**WRITTEN TASKS:**
- 1) Check each statement against the blog entry about the lost dog, answering yes or no and quoting the words of the entry that settle it: (a) The narrator knew about the house's door problem before last night. (b) Blackie is a Boston Terrier. (c) The narrator's wife bathed Blackie.
- 2) Write out the blog entry about the lost dog from "This house has" up to and including "do about it.".

**EXCERPT PROVIDED:**
----
And I wish a bad case of Ewok Shudder Pox for Lucas, if the reports I’m hearing are correct about Episode Two’s new trailer: more crappy stilted dialogue, which is unforgivable. And the trailers test positive for traces of JarJar, which is just lunacy. I hear he falls off a building - if this is the first scene, and the camera lingers long on his spasming body impaled on a Coruscant flagpole, fine. Otherwise: oy. George Lucas, in his reclusivity, may truly rival Jacko for cluelessness at this point.

Well, I have mail to answer - remind me NEVER to speak my mind again - and then I have to go quietly die. At least the dogs are getting along. I’d called the pound to see if anyone could get the little fellow, but I learned that there was no one at the pound to answer the queries of Blackie’s owners. If they called, they wouldn’t be able to find out if he was at the pound. I don’t want him to spend the night at a pound. So he’s here tonight. Right at my feet, in fact. Note to self: get big wet eyes.

11.20.01

This house has peculiar air-flow idiosyncracies. Open the back door with gusto, and the front door, if unlatched, creaks open an inch. I didn’t know this before last night. When I came downstairs and found the door open, I was a bit chagrined, and instantly declared, like a million men before me, that I Was Not Going to Pay For Heating The Whole Outdoors. (Even though, at the time, I was.) I closed the door, went into the kitchen; my wife was returning from a trip outside.

“Where’s Blackie?” I asked, referring to the ugly little Boston Terrier who followed us home yesterday, and whom we’d adopted until we found his owners.

“He was right here,” she said. I looked at Jasper, sitting on the sofa; don’t ask me, he seemed to say, I couldn’t care less. Maybe I ate him. Whattya gonna do about it.

The OPEN DOOR. Could the dog have squirted out of the house? We checked all over the house: no dog. He’d left. I went outside, walked up and down the street, wondering what I’d say I ran into someone else who had that unmistakable searching-for-a-lost-dog aspect to his gait and face. “Looking for a dog? A black one? Well, so am I.”

Little guy probably lives around the block. Dropped by for a meal and a scratch, then headed home when it was time for bed. Since my wife gave him a bath, his owners will have something that comes along once in a generation: a dog that returns from its evening adventure well-fed, full of treats, and cleaner than when he vanished. Such are the mysteries dogs present.
----
**PROVIDED MATERIAL:**
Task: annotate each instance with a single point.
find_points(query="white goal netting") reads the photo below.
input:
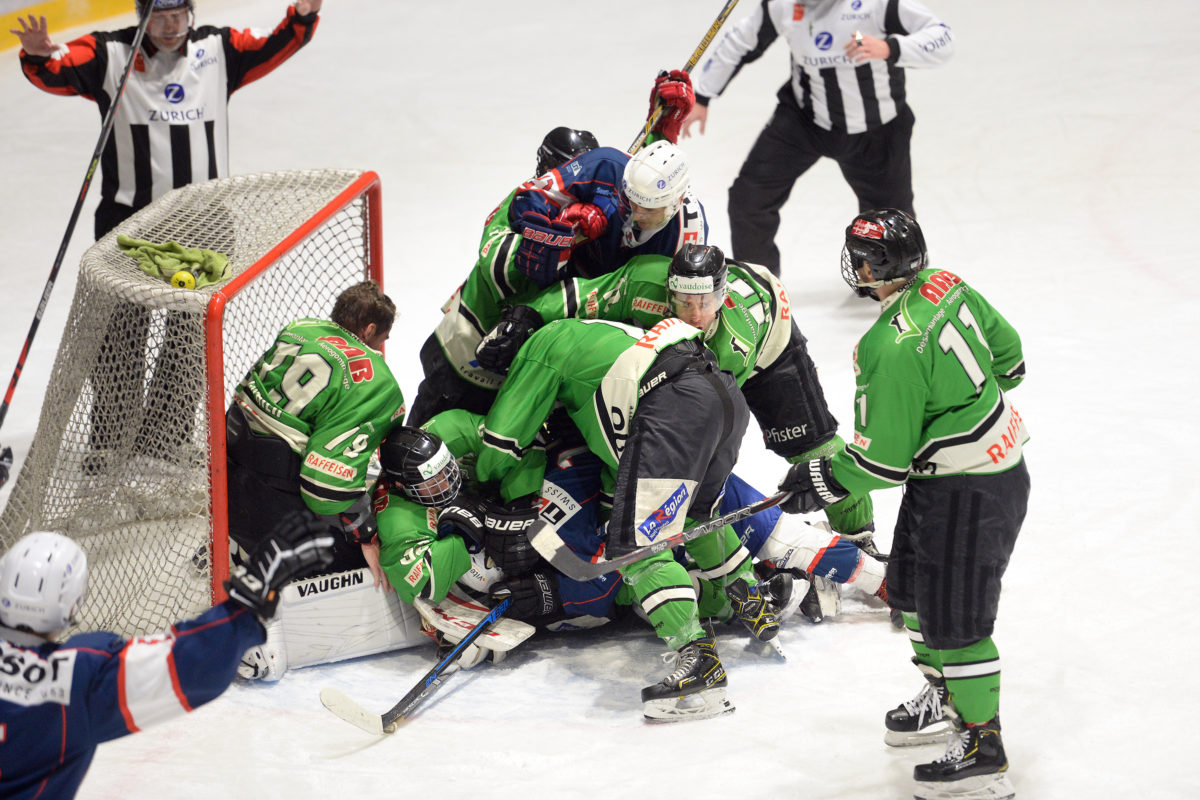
(129, 456)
----
**THE ANSWERS:**
- 1)
(a) No: "I didn’t know this before last night."
(b) Yes: "the ugly little Boston Terrier who followed us home yesterday"
(c) Yes: "Since my wife gave him a bath"

- 2)
This house has peculiar air-flow idiosyncracies. Open the back door with gusto, and the front door, if unlatched, creaks open an inch. I didn’t know this before last night. When I came downstairs and found the door open, I was a bit chagrined, and instantly declared, like a million men before me, that I Was Not Going to Pay For Heating The Whole Outdoors. (Even though, at the time, I was.) I closed the door, went into the kitchen; my wife was returning from a trip outside.

“Where’s Blackie?” I asked, referring to the ugly little Boston Terrier who followed us home yesterday, and whom we’d adopted until we found his owners.

“He was right here,” she said. I looked at Jasper, sitting on the sofa; don’t ask me, he seemed to say, I couldn’t care less. Maybe I ate him. Whattya gonna do about it.